## What to produce:
Each line below from the one containing "the patterned armchair" through the one containing "the wood plank" is to be given again exactly, and no line outside that span.

## Data to examine:

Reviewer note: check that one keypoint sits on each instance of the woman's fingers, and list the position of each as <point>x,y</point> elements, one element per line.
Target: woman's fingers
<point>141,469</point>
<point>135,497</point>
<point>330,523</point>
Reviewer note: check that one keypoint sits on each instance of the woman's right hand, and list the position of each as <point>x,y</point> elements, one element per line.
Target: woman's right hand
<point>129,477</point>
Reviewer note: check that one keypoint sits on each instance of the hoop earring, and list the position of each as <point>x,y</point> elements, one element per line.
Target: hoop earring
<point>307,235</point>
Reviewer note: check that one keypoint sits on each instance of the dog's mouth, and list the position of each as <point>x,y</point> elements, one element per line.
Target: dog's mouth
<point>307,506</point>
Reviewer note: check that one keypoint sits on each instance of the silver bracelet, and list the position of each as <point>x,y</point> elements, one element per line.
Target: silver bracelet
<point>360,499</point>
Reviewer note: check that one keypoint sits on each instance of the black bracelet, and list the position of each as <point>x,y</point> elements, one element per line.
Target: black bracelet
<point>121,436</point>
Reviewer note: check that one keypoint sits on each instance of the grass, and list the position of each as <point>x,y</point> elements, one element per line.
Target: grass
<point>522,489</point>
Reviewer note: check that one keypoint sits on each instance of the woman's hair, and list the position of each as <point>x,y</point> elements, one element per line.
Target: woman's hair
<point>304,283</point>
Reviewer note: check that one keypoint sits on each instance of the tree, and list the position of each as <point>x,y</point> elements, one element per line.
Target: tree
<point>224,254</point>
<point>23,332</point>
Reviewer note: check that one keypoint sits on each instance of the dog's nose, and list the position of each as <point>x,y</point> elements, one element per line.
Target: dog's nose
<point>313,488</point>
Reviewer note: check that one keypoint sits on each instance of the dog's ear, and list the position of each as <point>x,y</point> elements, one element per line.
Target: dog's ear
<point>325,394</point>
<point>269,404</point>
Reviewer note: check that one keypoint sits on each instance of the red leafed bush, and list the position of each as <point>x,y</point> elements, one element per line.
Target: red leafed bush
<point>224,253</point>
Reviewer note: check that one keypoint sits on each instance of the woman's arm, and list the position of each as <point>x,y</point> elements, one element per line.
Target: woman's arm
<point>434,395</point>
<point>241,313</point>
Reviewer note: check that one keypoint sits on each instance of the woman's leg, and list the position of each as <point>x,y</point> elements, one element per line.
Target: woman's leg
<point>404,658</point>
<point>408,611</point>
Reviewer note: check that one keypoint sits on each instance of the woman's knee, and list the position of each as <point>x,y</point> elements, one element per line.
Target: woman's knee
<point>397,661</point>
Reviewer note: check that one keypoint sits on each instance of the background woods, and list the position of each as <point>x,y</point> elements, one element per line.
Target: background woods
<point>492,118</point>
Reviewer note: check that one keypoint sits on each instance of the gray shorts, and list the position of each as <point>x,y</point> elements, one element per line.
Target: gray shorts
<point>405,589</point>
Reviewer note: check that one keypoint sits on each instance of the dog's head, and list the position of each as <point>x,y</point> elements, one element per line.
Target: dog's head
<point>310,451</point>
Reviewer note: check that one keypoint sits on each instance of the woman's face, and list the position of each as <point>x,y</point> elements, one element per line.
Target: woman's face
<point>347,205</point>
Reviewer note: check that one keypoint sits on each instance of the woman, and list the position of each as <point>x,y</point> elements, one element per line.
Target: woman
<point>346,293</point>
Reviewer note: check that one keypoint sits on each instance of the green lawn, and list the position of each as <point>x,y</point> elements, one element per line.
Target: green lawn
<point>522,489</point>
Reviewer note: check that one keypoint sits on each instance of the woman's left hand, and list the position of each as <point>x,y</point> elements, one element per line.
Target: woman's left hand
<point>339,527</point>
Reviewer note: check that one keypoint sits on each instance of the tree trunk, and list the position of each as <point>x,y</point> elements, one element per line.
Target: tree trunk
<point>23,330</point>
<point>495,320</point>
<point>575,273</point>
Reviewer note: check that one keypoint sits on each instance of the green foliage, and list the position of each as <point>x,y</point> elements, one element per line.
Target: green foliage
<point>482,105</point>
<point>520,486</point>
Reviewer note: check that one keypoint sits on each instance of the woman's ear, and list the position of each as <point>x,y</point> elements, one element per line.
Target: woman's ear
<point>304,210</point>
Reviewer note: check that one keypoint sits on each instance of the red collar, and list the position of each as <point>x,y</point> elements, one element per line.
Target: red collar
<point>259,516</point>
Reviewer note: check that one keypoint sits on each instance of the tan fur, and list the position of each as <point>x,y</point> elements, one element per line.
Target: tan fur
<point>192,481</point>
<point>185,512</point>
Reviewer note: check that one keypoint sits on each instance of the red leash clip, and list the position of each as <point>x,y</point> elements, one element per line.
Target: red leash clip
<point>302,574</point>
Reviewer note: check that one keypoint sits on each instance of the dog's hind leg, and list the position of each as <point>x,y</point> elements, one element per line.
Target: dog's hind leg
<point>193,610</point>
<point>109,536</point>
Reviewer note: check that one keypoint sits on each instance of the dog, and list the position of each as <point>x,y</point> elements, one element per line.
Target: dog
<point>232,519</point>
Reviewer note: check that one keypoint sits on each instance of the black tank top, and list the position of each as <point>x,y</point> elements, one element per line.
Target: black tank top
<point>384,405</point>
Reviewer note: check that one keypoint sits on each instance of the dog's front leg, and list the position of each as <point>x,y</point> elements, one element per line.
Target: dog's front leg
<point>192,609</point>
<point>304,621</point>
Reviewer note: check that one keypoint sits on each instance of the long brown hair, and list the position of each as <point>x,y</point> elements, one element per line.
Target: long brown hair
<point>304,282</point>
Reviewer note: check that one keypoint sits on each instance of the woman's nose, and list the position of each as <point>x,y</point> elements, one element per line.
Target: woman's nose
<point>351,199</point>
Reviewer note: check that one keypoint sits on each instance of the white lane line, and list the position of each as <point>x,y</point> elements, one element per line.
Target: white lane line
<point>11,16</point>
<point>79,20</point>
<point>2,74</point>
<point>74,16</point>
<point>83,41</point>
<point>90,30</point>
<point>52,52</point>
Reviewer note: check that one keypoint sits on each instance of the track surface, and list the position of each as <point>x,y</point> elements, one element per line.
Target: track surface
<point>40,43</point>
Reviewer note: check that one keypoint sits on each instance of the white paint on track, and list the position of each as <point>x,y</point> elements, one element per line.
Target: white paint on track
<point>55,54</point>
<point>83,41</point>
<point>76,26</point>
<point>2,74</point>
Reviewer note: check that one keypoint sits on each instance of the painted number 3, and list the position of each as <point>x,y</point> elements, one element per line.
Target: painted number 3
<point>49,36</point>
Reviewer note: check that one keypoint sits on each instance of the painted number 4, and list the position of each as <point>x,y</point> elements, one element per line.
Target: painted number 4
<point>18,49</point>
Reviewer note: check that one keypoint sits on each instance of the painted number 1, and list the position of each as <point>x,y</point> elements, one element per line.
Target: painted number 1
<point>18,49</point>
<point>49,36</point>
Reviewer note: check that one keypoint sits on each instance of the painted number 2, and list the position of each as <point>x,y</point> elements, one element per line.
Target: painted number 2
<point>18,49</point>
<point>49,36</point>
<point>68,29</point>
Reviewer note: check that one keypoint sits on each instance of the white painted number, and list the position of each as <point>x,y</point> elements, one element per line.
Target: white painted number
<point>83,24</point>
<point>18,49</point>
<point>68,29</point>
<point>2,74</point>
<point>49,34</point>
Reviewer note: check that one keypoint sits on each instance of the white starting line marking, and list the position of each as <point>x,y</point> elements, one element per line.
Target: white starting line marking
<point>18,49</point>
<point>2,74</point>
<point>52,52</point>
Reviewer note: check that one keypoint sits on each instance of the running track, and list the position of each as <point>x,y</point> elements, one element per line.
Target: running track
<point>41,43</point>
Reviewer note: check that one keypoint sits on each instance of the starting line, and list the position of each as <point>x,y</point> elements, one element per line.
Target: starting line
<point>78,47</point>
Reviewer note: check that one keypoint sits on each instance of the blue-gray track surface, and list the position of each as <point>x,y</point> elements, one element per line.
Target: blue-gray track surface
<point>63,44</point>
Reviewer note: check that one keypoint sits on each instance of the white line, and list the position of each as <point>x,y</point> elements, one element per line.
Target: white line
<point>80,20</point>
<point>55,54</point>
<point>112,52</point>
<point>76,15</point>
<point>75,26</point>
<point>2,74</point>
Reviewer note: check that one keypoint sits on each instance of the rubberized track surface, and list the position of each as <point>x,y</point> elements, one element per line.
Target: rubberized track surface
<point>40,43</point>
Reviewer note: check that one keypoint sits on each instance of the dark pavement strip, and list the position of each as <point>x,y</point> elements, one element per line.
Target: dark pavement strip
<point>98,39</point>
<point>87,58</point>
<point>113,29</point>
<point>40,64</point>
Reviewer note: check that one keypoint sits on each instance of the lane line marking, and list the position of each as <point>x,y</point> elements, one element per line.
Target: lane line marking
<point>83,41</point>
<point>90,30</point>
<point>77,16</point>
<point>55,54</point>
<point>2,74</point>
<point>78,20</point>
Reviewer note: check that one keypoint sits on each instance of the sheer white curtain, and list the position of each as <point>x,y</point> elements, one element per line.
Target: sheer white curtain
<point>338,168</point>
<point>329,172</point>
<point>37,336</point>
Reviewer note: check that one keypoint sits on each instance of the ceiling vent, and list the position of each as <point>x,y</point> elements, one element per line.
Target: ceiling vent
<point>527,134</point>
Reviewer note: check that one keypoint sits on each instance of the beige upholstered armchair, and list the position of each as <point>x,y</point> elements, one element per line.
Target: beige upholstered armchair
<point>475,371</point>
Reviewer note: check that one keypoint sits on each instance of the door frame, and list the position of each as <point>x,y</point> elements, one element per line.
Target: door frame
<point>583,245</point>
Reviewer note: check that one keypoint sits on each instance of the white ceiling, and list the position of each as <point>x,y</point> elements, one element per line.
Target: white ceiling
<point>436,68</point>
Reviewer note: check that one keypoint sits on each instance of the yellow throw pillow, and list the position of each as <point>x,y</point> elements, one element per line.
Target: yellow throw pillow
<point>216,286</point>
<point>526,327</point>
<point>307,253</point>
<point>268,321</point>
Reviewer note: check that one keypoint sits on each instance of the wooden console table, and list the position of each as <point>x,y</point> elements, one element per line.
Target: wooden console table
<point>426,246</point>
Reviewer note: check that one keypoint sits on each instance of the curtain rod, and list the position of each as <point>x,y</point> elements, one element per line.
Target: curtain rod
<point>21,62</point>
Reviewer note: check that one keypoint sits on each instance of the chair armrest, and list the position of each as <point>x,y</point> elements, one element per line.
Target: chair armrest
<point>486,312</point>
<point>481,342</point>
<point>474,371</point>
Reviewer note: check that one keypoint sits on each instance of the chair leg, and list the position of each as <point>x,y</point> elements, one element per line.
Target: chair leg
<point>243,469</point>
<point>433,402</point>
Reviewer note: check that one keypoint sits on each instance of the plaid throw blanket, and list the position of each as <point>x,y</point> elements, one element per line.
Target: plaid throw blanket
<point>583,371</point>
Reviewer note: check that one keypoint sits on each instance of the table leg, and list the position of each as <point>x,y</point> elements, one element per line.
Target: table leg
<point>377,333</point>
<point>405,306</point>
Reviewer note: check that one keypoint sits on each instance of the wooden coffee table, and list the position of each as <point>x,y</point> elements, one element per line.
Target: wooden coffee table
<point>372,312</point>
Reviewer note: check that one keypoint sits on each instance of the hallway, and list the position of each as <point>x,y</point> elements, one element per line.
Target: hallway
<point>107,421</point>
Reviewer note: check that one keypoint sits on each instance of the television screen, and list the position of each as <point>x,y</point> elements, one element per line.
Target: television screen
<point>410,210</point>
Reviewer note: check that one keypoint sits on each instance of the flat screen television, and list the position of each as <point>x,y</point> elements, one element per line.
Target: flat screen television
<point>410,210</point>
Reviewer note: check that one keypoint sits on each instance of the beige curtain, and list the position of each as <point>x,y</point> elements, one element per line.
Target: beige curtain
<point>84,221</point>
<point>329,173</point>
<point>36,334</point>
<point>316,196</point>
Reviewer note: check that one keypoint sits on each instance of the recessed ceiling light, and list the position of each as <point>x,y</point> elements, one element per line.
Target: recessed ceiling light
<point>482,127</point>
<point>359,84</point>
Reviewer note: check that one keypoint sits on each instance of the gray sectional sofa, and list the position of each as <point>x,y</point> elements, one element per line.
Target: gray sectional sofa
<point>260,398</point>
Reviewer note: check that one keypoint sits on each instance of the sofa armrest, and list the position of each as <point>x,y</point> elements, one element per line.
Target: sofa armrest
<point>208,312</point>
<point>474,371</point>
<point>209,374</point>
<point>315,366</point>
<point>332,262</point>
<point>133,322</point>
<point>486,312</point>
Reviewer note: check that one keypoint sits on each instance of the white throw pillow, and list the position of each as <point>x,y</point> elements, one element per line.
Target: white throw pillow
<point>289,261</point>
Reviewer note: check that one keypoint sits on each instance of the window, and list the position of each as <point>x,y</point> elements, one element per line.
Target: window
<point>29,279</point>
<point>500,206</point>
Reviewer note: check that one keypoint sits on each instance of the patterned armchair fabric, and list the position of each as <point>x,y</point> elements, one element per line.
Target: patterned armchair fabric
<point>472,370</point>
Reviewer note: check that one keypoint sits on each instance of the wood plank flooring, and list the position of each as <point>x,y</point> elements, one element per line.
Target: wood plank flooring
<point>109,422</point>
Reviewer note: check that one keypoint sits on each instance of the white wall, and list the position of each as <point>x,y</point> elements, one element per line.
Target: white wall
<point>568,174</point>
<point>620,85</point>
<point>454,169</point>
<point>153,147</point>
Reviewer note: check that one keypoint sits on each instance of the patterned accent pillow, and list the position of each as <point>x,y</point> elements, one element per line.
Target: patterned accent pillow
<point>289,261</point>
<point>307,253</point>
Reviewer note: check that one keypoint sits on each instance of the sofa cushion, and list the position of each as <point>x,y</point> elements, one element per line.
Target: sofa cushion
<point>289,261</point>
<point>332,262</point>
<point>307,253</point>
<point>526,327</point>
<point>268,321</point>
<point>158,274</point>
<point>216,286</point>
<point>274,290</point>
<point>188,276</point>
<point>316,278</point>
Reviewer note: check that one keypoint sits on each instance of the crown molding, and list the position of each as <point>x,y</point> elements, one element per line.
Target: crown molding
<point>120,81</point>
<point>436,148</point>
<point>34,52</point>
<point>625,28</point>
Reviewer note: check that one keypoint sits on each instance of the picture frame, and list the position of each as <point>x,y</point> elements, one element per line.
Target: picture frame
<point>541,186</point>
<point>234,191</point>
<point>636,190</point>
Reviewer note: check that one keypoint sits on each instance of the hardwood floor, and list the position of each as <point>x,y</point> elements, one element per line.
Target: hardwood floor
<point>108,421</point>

## Output:
Reviewer note: check that one keypoint sits on each instance of the patterned armchair fabric, and list the position of each as <point>x,y</point> elements, one element per line.
Target: patterned armchair fabric
<point>472,370</point>
Reviewer note: check that one keypoint sits on each instance of the wood plank flooring, and list the position of each as <point>x,y</point> elements, one element per line.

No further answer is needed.